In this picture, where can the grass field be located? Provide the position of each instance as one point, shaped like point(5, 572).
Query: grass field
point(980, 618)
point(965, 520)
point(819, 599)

------------

Please update the data above by replacing every "grass field" with "lawn" and leaving the rest unchanged.

OUTPUT OF THE EXERCISE:
In this picture, where can the lawn be located? Provide the position of each instance as one point, shaped like point(5, 572).
Query: lawn
point(980, 618)
point(965, 520)
point(819, 599)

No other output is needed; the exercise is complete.